Provided material: Begin
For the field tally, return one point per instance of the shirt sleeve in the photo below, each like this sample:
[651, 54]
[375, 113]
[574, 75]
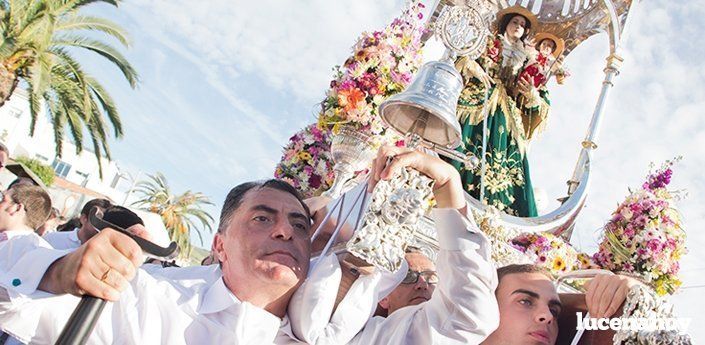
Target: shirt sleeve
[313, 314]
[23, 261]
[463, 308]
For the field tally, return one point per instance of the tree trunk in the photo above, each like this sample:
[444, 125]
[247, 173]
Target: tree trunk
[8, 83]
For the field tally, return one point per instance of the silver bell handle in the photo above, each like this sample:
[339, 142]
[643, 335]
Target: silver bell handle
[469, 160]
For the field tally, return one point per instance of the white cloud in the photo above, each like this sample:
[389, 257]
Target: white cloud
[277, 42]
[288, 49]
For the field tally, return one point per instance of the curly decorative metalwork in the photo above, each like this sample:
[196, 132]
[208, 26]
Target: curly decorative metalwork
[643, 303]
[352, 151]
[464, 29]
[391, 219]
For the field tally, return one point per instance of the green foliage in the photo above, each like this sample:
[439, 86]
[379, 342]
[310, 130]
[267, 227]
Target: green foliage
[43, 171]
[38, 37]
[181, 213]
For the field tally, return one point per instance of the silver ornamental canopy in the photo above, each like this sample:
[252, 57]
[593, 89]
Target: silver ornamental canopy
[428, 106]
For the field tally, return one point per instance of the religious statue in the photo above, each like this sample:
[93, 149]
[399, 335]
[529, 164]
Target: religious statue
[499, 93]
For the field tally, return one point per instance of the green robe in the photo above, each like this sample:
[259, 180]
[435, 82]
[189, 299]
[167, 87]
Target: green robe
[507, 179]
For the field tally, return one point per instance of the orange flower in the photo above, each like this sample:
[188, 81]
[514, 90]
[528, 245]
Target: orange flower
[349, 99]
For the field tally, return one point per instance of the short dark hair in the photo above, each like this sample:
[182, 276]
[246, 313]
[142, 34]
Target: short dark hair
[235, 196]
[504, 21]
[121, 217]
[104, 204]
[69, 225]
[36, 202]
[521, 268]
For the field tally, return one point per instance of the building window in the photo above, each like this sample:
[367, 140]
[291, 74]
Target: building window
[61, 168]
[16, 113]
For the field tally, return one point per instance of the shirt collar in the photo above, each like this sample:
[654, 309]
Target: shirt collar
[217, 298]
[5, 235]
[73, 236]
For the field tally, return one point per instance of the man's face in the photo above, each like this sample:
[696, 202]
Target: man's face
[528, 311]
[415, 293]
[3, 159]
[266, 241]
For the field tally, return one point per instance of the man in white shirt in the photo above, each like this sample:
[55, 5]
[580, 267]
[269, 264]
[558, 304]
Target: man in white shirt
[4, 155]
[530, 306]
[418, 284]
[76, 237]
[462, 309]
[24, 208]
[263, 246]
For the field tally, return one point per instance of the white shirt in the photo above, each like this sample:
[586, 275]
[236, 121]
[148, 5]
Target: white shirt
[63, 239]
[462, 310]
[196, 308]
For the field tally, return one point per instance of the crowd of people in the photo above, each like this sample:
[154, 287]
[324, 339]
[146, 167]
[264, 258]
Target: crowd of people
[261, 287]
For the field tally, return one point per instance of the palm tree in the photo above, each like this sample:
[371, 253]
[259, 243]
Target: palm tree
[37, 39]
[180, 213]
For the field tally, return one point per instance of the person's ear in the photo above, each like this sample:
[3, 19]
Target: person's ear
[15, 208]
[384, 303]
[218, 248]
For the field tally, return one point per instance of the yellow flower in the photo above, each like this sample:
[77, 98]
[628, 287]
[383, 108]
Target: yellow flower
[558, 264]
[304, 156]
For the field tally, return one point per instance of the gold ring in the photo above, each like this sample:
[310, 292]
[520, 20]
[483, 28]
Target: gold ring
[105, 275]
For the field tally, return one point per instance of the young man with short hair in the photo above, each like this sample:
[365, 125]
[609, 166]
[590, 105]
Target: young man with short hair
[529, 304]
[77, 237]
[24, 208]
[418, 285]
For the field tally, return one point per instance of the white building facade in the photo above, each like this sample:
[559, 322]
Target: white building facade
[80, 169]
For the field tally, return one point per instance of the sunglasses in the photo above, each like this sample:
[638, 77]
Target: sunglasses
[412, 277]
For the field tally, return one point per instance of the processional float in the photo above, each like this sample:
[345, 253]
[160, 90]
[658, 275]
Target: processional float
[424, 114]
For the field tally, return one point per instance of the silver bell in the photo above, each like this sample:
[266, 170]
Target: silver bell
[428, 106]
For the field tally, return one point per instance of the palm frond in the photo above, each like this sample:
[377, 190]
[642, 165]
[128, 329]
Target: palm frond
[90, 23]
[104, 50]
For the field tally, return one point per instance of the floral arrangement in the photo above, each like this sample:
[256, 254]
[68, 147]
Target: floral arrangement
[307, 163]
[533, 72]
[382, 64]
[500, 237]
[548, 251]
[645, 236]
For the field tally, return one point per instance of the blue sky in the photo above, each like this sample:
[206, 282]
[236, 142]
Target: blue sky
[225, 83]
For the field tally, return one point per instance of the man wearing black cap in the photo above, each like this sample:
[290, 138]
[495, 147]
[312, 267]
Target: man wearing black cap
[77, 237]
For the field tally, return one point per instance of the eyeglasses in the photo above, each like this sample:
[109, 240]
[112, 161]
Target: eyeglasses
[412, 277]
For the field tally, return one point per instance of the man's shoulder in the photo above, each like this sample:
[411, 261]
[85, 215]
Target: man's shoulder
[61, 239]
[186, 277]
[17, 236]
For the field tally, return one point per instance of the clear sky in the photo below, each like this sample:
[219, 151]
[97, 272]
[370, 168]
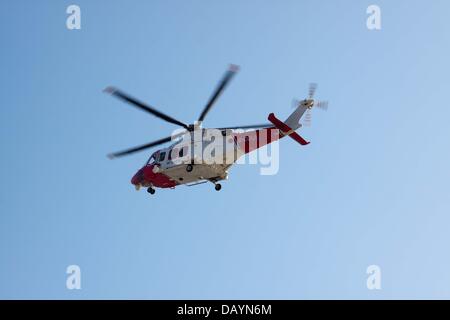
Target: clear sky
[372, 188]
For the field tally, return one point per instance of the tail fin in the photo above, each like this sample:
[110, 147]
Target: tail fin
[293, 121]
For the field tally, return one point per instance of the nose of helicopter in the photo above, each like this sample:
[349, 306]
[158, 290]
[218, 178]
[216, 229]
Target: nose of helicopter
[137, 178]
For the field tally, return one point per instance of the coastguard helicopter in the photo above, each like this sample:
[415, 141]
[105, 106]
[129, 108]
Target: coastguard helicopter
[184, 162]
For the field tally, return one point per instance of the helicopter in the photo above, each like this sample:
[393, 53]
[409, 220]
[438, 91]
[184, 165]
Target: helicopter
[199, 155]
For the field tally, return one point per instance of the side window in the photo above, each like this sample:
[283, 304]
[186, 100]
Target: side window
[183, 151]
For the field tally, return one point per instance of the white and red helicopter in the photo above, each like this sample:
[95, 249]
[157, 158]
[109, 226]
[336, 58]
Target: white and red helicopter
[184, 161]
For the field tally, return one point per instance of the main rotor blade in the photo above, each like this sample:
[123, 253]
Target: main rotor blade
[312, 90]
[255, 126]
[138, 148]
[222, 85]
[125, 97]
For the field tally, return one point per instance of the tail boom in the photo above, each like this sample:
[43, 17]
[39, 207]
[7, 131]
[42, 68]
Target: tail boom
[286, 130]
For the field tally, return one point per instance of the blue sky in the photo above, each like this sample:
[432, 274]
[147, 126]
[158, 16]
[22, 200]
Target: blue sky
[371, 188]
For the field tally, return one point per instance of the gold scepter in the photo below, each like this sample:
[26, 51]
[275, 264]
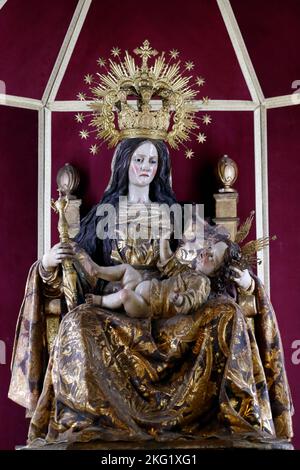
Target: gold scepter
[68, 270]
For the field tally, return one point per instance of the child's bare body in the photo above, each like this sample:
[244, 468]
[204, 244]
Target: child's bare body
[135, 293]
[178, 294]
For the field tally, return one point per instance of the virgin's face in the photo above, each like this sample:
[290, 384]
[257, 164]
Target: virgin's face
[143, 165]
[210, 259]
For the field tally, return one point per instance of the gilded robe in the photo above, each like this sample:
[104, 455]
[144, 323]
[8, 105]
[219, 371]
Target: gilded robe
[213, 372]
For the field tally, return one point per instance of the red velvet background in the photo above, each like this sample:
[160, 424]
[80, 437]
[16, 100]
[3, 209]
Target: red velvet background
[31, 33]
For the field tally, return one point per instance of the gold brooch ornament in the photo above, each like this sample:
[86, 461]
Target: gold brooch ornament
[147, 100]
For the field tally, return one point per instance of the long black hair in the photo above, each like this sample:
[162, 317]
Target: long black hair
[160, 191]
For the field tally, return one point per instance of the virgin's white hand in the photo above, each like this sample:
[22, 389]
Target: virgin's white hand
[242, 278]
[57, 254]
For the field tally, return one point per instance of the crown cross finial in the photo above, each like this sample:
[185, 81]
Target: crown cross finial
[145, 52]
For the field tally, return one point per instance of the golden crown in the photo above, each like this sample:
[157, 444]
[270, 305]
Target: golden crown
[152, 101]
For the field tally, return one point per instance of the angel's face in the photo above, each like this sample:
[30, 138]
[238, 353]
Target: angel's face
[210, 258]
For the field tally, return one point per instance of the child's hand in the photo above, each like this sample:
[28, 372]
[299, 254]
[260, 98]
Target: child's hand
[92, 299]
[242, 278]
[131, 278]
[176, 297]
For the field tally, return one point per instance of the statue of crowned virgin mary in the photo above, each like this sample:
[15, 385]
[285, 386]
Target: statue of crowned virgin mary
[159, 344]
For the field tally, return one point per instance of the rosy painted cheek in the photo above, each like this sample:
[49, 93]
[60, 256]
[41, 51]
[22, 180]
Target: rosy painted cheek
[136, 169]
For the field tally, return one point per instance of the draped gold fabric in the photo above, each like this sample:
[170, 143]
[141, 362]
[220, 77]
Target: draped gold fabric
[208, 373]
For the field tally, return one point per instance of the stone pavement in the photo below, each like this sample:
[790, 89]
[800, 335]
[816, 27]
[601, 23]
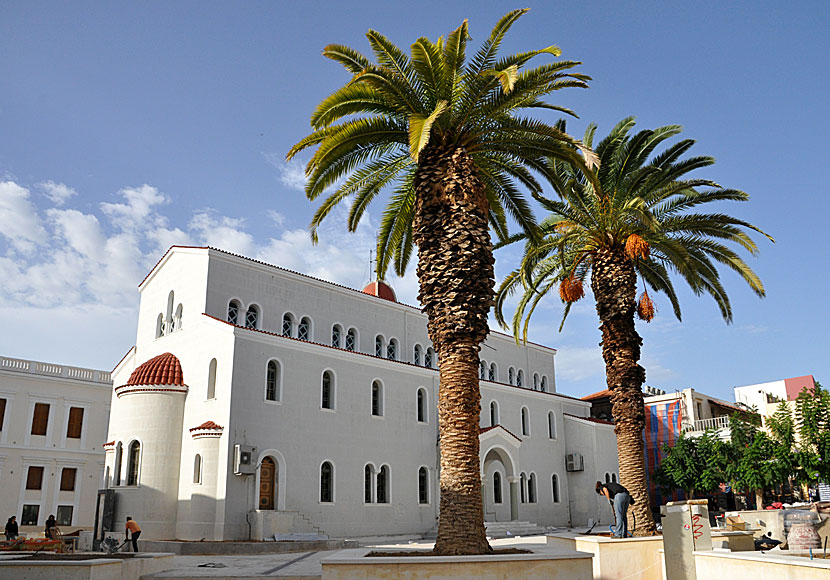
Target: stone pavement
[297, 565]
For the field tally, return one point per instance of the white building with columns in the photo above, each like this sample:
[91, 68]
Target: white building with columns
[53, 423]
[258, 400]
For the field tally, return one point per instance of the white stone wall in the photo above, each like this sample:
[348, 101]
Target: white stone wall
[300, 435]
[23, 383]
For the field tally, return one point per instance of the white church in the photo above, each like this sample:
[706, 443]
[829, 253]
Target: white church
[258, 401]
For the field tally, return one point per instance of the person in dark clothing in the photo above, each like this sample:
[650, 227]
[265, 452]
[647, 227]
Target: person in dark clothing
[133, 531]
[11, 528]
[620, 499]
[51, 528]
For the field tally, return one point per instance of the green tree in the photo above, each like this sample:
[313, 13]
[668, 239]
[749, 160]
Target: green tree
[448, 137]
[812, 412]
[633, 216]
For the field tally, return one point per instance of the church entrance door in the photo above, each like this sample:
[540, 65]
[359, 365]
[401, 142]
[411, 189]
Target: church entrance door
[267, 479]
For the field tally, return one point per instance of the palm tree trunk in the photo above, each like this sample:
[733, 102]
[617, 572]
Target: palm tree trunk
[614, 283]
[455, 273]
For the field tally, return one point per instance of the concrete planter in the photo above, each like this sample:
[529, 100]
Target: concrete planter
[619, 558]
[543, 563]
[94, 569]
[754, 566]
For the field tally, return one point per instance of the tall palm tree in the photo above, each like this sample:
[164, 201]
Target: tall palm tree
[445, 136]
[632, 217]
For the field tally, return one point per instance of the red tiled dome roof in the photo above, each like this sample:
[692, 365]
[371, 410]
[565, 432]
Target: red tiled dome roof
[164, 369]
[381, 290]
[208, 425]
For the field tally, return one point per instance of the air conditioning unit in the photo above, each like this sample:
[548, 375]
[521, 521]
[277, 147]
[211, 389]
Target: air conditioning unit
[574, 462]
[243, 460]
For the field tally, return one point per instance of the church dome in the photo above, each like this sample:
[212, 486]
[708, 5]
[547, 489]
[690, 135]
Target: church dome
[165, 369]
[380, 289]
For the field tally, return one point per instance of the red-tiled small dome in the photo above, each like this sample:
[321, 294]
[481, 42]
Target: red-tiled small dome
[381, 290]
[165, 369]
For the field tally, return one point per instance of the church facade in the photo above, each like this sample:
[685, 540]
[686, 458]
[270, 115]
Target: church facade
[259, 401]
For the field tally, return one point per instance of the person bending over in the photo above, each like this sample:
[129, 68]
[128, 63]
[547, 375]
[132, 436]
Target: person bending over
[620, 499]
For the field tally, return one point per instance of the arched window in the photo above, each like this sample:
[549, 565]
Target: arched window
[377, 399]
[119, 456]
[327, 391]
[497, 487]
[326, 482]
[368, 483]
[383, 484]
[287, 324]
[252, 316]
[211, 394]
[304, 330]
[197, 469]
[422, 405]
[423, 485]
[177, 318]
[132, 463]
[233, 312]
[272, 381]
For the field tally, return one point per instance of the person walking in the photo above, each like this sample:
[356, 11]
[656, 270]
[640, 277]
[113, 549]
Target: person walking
Provided material: End
Would you show each line of the listing above that has the string "below"?

For the field tally, return one point per instance of the shirt sleeve in the photo below, each like this sample:
For the field tally, return one point per instance of the clear sky in the photo below, each like this sample:
For the field tally, return one point per instance of the gold scepter in the photo below, each like this sample:
For the field tally, return one point per instance of the stone pavement in the photo below, each like this sample:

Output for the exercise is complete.